Objective. Return all of the records below line for line, with every character unchanged.

Exercise data.
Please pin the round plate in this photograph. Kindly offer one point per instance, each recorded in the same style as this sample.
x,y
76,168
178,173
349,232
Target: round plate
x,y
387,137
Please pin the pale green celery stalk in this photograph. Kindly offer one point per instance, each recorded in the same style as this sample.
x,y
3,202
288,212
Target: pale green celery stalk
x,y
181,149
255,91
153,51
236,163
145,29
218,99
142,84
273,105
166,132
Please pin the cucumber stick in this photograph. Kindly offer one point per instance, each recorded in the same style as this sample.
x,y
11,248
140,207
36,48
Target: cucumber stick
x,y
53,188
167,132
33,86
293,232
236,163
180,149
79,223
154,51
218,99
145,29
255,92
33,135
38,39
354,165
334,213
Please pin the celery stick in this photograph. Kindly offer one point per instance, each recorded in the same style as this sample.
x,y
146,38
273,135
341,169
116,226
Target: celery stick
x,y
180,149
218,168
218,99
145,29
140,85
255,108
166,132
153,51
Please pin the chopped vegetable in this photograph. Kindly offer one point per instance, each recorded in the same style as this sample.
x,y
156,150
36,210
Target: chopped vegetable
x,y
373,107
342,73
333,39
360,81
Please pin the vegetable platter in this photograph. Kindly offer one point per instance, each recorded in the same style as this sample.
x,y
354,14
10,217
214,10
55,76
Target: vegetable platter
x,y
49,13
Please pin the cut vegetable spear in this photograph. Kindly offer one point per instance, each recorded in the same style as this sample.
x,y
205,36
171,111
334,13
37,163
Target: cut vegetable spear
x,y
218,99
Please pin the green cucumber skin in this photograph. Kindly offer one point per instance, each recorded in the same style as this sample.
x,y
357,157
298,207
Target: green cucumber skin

Task result.
Please pin the round plate in this photograph. Kindly offer one point per instance, each recorded in the same style as this sample.
x,y
76,168
178,173
349,232
Target: round plate
x,y
387,137
Please pin the pale green celery stalk in this photograph. Kindly offer one point per instance, each recorded in the same style as this sample.
x,y
3,202
288,212
Target: pale green celery stalk
x,y
181,149
255,91
153,51
236,163
145,29
218,99
142,84
273,105
166,132
Please pin the cucumber stick in this photograph. Kindly offer one point per instance, each recorded in the same style as this sample.
x,y
11,248
140,207
36,48
Target: cucumber stick
x,y
53,188
167,132
33,86
293,232
236,163
180,149
79,223
154,51
218,99
145,29
255,92
33,135
38,39
354,165
334,213
Please pin the celery stick in this photograph. Kindly offer one point per instance, each recorded in the same style as this sample.
x,y
146,38
273,135
341,169
116,226
Target: celery stick
x,y
180,149
218,168
218,99
145,29
140,85
255,108
166,132
153,51
Please pin the chopped vegetable in this photograph. Kindly offer one point per instance, each recorded in the same style as this sample.
x,y
156,150
36,210
Target: chopped vegetable
x,y
373,107
342,73
333,39
360,81
Please pin the vegetable platter in this photograph. Kindly offer one point per instance, each recorded in the same style as this sample.
x,y
354,14
10,217
214,10
55,76
Target: vegetable platter
x,y
49,13
Please pin the cut vegetable spear in this photograph. Kindly offer one point per instance, each recorded in the same style as this sample.
x,y
205,36
171,111
334,13
37,163
Target: cut vegetable spear
x,y
218,99
Please pin the green cucumber skin in this photograph. Kindly offer one point per instance, each recorded in the same style as this sample.
x,y
357,157
298,207
Target: green cucumber skin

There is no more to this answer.